MATERIAL PROVIDED »

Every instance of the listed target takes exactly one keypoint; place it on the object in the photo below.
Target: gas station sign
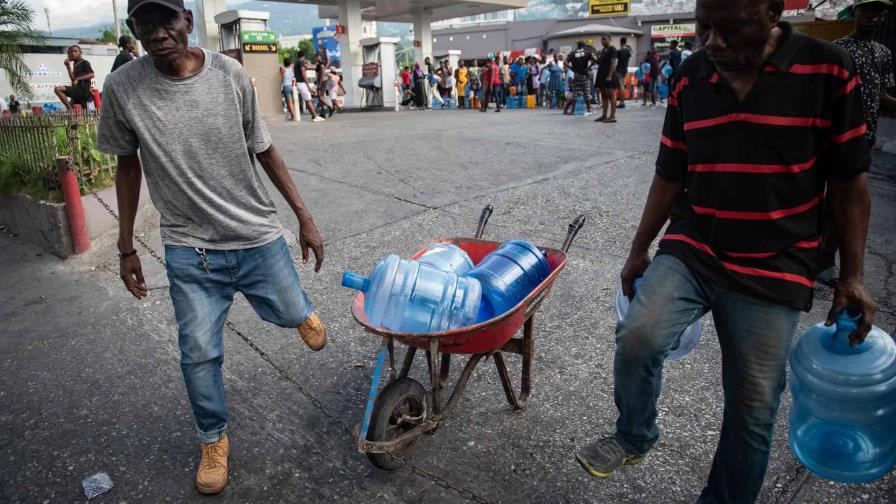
(254, 47)
(259, 37)
(607, 8)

WHAT IS NEEDED » Set down all the material exactly once more. No pictures.

OUTPUT FOR THIS TASK »
Every instance of the listed target takes exactly one keypoint; place it on the object in the photo below.
Target: gas station sign
(254, 47)
(259, 37)
(607, 8)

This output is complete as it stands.